── Text shown

Kenney says he has received a “tremendous” amount of community support – indicated by the number of dinner reservations that have been booked weeks in advance. One Rhode Island resident who says she is “beyond excited” about the food emporium coming to Providence is Stefany Reed, 57, a certified dementia practitioner and yoga instructor who posted about Plant City on a Rhode Island vegan group’s Facebook page.
“Some of the other vegan and vegetarian restaurants in the area have great food, but the service is so laissez-faire and Bohemian. I have been looking for an upscale, plant-based restaurant to entertain my family and friends,” says the Johnston resident, who has been vegetarian – but says she eats primarily vegan – for 30 years. “My fantasy is to go to a restaurant with all of the ambiance and service of The Capital Grille, but with plant-based food. Finally, with Plant City, my fantasy is coming true.”
Kenney, who trained at the French Culinary Institute in New York City, where he worked for 20 years before moving seven years ago to Venice, Calif. (where he lives with his partner, Charlotte MacKinnon, the company’s creative and marketing director), says the audience for plant-based food is “growing exponentially every single month – not every single year, but every month.”
A recent Economist article stated that “2019 will be the year of the vegan” and that “fully a quarter of 24- to 34-year-old Americans [identify as] vegans or vegetarians.”
Kenney says that when he went vegan 17 years ago, any ailments he had – from digestion issues to headaches – “completely went away.”
“I felt like I was on a rocket ship, and so I started to experiment with different foods, because some of [the plant-based food I was eating] was not very good,” he says. “And I thought that if somebody could actually make this food taste good, look good, serve it in a proper environment – maybe with good wine – and make it actual cuisine, then it would be the food of the future. So as crazy as that was, that was what I believed back then and I’ve been working toward that goal ever since.”

────
── Stored rows

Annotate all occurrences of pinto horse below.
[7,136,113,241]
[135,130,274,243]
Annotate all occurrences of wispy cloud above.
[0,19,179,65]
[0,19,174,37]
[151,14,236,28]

────

§ **Objectives**:
- a) Using the Plant City text, answer each question on its own line.
(i) For how many years has Stefany Reed been vegetarian?
(ii) Where did Kenney train?
(iii) How many years ago did Kenney go vegan?
- b) Mark each statement yes or no according to the Plant City text, and quote the words that settle it.
(i) Stefany Reed lives in Johnston.
(ii) Kenney moved to Venice, Calif., ten years ago.
(iii) An Economist article said a quarter of 24- to 34-year-old Americans are vegans or vegetarians.

§ **Completed exercise**:
- a)
(i) 30 years
(ii) At the French Culinary Institute in New York City
(iii) 17 years ago

- b)
(i) Yes: "says the Johnston resident"
(ii) No: "moving seven years ago to Venice, Calif."
(iii) Yes: "fully a quarter of 24- to 34-year-old Americans [identify as] vegans or vegetarians."